_WHAT TO DO_. Pick out and copy every line of the listing that contains the word "distant". Matches must have the same capitalization.

>>

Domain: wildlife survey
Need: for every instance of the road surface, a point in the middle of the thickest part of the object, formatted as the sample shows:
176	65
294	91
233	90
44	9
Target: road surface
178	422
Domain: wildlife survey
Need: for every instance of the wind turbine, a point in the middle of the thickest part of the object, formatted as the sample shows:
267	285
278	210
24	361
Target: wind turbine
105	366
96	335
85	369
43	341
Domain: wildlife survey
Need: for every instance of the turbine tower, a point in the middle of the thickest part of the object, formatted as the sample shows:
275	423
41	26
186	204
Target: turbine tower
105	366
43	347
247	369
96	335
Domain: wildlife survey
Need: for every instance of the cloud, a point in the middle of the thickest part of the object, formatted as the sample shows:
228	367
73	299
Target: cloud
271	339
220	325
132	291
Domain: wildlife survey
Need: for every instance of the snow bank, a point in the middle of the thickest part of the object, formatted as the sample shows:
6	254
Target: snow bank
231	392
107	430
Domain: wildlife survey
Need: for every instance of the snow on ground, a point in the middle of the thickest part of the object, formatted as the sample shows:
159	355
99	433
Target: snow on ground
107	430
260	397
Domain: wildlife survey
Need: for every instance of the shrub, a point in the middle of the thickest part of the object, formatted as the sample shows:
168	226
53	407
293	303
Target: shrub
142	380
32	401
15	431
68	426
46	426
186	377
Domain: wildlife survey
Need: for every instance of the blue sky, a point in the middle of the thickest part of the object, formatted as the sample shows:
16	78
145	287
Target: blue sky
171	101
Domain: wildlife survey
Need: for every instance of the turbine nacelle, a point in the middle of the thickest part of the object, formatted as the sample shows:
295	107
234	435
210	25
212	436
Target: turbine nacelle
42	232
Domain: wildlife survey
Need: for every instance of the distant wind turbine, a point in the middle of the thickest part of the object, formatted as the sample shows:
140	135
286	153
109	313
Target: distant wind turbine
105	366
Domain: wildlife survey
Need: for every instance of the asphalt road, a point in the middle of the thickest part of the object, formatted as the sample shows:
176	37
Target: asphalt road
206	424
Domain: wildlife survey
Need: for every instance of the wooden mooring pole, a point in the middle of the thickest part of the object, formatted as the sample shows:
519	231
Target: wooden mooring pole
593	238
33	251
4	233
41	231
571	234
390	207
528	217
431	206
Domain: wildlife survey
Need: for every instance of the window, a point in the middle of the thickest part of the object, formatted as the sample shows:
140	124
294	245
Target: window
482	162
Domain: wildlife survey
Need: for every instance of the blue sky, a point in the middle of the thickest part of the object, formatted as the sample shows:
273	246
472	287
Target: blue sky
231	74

<<

_SOLVED EXERCISE_.
Need: for every instance of the distant wind turbine, a point in the middle of the thickest part of the object, formatted as the sample shows:
Target: distant wind turbine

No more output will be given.